[Excerpted data — start]

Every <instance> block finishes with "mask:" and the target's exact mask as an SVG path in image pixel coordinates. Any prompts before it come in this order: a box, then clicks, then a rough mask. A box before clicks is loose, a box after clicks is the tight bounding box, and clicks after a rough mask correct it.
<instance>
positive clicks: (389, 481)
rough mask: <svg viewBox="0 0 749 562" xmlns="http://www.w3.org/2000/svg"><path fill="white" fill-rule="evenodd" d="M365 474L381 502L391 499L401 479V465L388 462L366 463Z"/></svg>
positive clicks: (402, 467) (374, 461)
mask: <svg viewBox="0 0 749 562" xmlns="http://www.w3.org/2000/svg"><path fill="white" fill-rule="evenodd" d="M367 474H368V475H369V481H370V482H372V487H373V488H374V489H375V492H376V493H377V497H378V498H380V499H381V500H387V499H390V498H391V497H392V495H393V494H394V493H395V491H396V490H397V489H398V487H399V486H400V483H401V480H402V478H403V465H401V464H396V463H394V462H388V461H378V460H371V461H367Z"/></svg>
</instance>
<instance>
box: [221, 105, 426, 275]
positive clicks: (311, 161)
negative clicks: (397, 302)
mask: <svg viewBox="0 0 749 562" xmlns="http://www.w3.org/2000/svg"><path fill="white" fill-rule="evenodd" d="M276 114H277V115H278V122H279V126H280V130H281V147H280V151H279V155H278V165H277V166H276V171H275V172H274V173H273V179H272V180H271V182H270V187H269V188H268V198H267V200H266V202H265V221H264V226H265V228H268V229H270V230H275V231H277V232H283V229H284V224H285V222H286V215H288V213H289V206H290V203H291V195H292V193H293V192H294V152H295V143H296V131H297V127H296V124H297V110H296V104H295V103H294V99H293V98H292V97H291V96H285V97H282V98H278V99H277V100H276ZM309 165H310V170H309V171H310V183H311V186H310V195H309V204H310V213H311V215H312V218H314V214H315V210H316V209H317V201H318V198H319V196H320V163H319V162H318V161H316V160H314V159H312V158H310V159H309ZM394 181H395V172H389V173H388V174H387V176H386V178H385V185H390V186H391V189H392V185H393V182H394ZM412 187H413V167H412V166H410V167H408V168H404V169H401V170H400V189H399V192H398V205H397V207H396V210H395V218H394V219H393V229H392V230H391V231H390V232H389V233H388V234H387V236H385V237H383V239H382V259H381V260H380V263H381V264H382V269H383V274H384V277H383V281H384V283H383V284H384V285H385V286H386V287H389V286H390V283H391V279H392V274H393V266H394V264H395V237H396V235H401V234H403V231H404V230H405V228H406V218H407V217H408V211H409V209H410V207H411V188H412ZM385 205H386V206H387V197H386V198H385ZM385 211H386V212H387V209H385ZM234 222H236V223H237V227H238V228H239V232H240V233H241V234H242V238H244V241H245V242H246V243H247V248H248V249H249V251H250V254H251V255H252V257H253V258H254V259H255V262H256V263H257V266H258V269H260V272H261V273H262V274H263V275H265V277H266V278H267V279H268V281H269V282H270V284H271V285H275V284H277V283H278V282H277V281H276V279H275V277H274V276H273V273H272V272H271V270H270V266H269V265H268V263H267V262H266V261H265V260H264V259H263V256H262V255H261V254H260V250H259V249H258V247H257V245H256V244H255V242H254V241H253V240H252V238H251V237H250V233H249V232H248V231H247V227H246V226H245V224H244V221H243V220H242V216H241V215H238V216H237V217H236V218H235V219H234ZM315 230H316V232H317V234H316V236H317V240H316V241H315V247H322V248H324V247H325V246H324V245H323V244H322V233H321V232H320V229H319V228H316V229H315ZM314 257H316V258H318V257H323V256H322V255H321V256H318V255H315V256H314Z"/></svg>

[Excerpted data — finish]

What is being asked:
Provide the count of lines in the records above that hold the word "rough", with no other text.

Response to the exercise:
2